**Request A:** Count the lines in the rows below that contain the string "crowd", treating case as significant, and reply with the number alone.

───── Document

By extra demand I thought it meant having more than 5 in the week!!!!!!!!!!

Very disappointed :frown:

Reply 21

alex27996

i think i got 65/75. would this be enough for an A do you think?

Reply 22

Josh771

Seems good :smile:

I messed up on the probability that 1 of 4 was negative, for some reason I did all 4.... still would get working marks for finding the probability of 1 being negative even if its not worth much! But the rest was really good! Im glad the last question's part a) was a show that, I did the whole question before going to do that which saved a load of time as I didn't understand it at first! Pretty nice paper though compared to what I had imagined, especially as some parts felt like they were cut straight out of last years (i.e two missing probabilities a and b, show the variance, rectangle with variance of 3!!)

Reply 23

ibanezmatt13

On finding a and b in the last question, at the time I didn't know what I was doing, but I blagged it and I'm wondering if this will get the marks.

──────────
───── Stored data

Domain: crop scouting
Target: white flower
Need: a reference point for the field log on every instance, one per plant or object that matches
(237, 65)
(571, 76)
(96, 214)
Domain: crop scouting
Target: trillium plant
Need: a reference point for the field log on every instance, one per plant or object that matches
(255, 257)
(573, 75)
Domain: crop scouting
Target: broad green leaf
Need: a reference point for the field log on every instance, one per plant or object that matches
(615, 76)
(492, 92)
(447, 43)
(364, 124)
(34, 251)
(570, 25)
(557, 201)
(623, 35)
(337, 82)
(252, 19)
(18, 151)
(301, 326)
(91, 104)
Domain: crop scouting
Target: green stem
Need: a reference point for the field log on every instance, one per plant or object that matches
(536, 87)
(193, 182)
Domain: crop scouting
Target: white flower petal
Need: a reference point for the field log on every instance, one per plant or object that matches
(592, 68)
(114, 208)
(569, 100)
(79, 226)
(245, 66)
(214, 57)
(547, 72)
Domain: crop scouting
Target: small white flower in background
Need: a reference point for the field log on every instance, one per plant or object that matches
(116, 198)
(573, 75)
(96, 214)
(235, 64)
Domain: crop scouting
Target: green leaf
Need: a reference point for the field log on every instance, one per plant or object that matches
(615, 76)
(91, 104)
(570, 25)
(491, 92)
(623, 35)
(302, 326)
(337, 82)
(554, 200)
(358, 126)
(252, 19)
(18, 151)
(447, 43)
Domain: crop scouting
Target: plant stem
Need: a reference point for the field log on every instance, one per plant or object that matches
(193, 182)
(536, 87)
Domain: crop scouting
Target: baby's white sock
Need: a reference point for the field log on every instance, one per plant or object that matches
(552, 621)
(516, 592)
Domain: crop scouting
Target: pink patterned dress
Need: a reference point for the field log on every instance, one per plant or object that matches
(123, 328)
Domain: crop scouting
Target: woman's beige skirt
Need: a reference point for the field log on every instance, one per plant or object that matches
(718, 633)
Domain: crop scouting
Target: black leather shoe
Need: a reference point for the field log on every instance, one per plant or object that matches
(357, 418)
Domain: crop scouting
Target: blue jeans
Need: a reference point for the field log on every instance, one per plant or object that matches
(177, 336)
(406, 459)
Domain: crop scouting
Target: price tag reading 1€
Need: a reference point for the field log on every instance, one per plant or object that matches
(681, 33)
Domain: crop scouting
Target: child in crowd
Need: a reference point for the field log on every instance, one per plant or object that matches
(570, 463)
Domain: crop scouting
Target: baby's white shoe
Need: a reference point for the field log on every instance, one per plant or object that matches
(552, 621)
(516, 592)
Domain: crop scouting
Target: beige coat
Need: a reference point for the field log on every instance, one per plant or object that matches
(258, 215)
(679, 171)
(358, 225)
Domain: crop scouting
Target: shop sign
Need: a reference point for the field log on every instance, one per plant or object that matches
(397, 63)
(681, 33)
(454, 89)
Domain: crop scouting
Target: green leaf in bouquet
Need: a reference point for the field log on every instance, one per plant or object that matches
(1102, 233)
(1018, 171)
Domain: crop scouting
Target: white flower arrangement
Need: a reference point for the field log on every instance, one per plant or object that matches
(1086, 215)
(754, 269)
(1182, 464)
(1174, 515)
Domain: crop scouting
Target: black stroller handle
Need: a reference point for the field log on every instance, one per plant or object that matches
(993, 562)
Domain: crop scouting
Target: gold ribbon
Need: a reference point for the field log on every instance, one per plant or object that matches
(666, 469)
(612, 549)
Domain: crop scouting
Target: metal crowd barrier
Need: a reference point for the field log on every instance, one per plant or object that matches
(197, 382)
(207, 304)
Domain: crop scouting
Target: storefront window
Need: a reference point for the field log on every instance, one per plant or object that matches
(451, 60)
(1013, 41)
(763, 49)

──────────

**Request B:** Write out everything in the forum thread from "i think i got" down to "variance of 3!!)", changing "paper" to "exam".

**Correct response A:** 2

**Correct response B:**
i think i got 65/75. would this be enough for an A do you think?

Reply 22

Josh771

Seems good :smile:

I messed up on the probability that 1 of 4 was negative, for some reason I did all 4.... still would get working marks for finding the probability of 1 being negative even if its not worth much! But the rest was really good! Im glad the last question's part a) was a show that, I did the whole question before going to do that which saved a load of time as I didn't understand it at first! Pretty nice exam though compared to what I had imagined, especially as some parts felt like they were cut straight out of last years (i.e two missing probabilities a and b, show the variance, rectangle with variance of 3!!)